===== DATA RECORDS

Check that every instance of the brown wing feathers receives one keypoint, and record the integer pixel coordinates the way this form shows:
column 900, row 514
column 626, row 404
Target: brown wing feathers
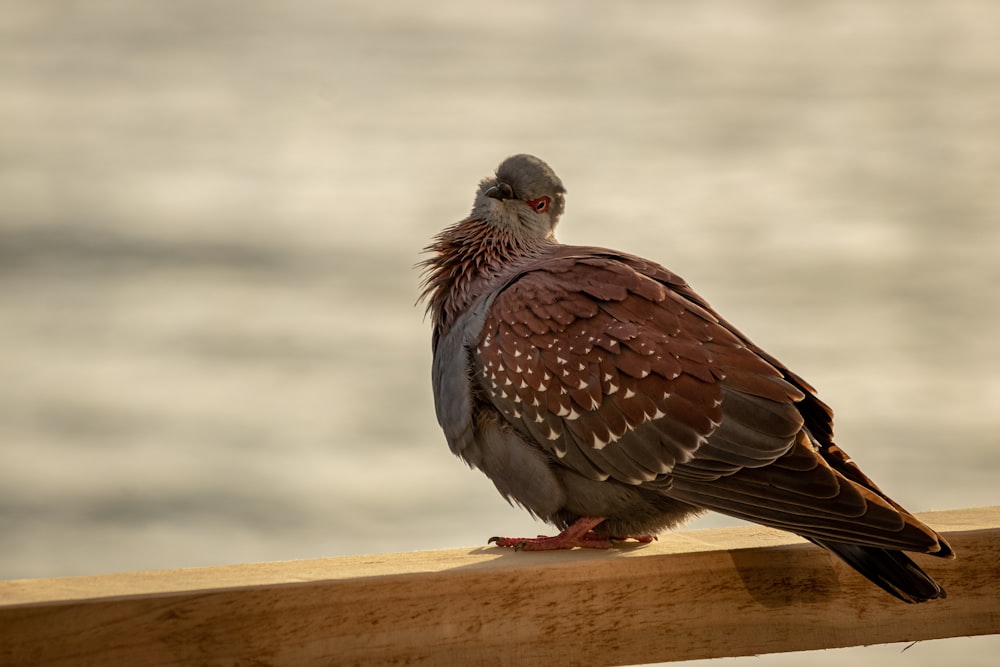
column 615, row 366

==========

Please render every line of the entries above as a JSON list of strings, one string per line, skipping blank lines. Leave the pictures out.

#### OUTPUT BELOW:
[
  "Check that every instance of the brown wing feathers receives one keypoint, and record the integer pixel coordinates the way this form shows:",
  "column 900, row 514",
  "column 626, row 404",
  "Target: brown wing feathers",
  "column 615, row 366"
]